Task instructions
Gather every line in the records below that contains the word "green".

Input data
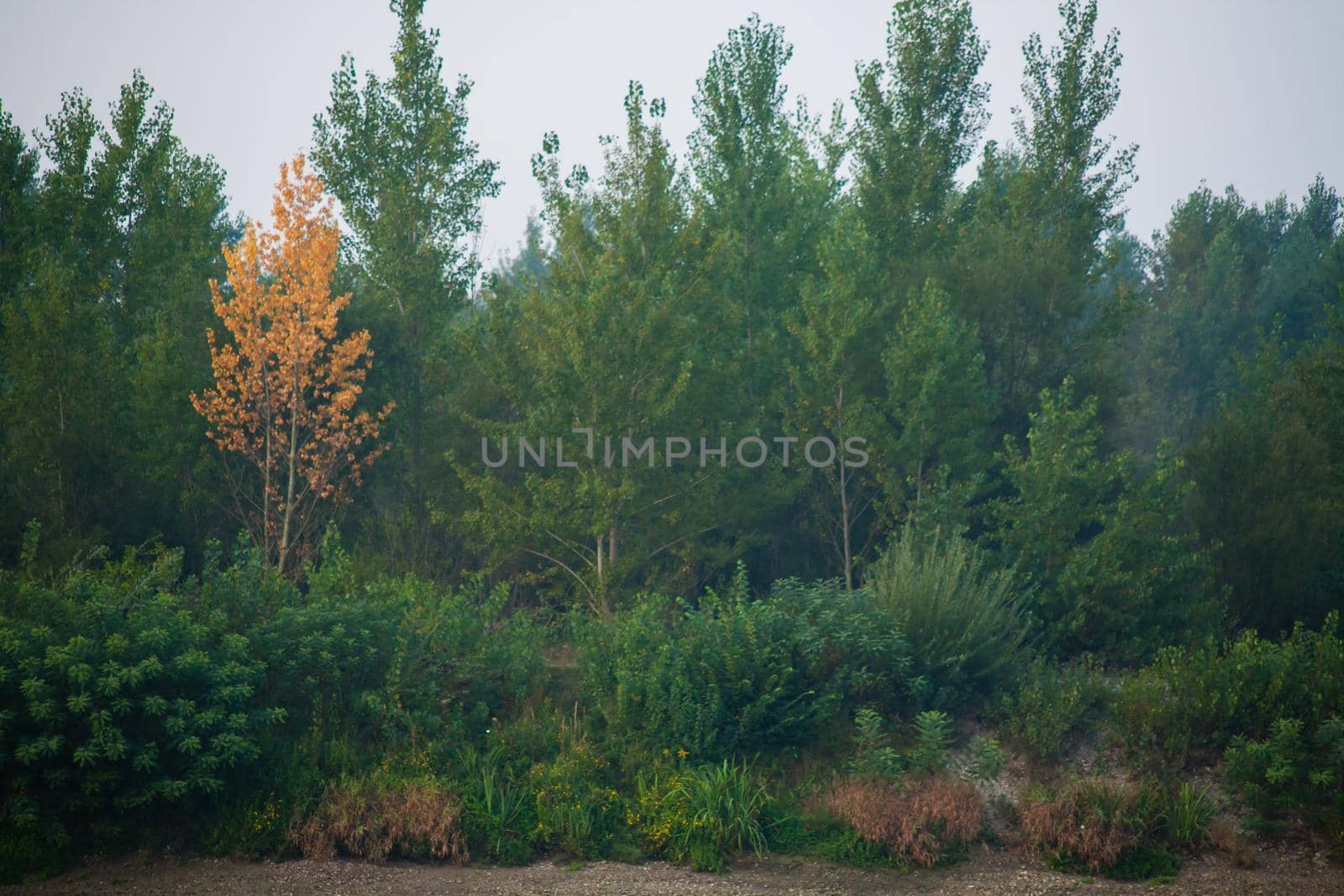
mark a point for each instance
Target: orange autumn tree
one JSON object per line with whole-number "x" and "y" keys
{"x": 282, "y": 407}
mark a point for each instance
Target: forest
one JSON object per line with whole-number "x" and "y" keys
{"x": 322, "y": 537}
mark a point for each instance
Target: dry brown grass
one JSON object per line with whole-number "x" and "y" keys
{"x": 373, "y": 820}
{"x": 918, "y": 820}
{"x": 1086, "y": 821}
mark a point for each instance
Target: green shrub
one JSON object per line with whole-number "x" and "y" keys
{"x": 737, "y": 674}
{"x": 1052, "y": 707}
{"x": 987, "y": 759}
{"x": 1203, "y": 698}
{"x": 933, "y": 741}
{"x": 124, "y": 703}
{"x": 702, "y": 815}
{"x": 874, "y": 755}
{"x": 1292, "y": 778}
{"x": 577, "y": 810}
{"x": 964, "y": 620}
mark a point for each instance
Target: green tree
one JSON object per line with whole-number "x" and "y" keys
{"x": 604, "y": 344}
{"x": 410, "y": 184}
{"x": 833, "y": 392}
{"x": 920, "y": 114}
{"x": 940, "y": 402}
{"x": 1109, "y": 551}
{"x": 102, "y": 325}
{"x": 1032, "y": 223}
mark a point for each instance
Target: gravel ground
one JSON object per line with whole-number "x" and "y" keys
{"x": 987, "y": 872}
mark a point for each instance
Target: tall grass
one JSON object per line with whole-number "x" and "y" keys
{"x": 723, "y": 806}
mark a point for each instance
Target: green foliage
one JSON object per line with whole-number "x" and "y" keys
{"x": 739, "y": 674}
{"x": 1202, "y": 698}
{"x": 711, "y": 815}
{"x": 987, "y": 759}
{"x": 938, "y": 396}
{"x": 873, "y": 752}
{"x": 577, "y": 810}
{"x": 1053, "y": 707}
{"x": 398, "y": 155}
{"x": 933, "y": 739}
{"x": 1294, "y": 777}
{"x": 1187, "y": 815}
{"x": 123, "y": 701}
{"x": 1112, "y": 563}
{"x": 497, "y": 809}
{"x": 964, "y": 618}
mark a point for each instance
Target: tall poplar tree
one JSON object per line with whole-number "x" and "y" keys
{"x": 410, "y": 181}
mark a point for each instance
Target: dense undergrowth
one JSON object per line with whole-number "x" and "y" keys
{"x": 237, "y": 712}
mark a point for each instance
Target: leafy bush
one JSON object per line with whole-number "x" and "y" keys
{"x": 1052, "y": 707}
{"x": 874, "y": 755}
{"x": 123, "y": 703}
{"x": 737, "y": 674}
{"x": 920, "y": 820}
{"x": 963, "y": 618}
{"x": 1202, "y": 699}
{"x": 933, "y": 741}
{"x": 577, "y": 812}
{"x": 1290, "y": 778}
{"x": 987, "y": 759}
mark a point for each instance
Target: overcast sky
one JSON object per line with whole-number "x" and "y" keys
{"x": 1216, "y": 90}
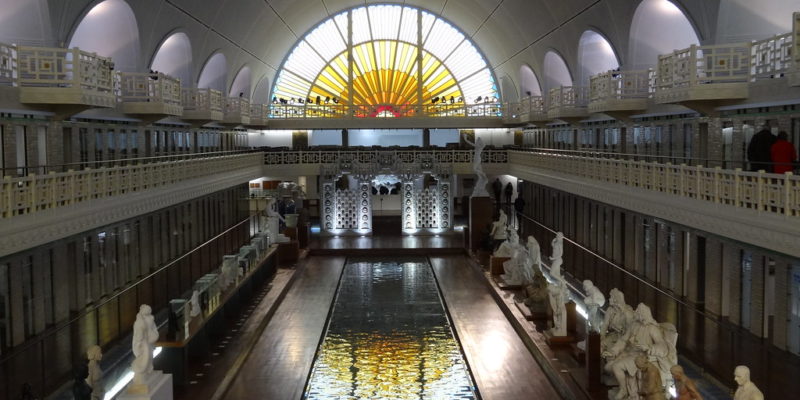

Solution to the exercise
Target: green shrub
Target: green tree
Target: green foliage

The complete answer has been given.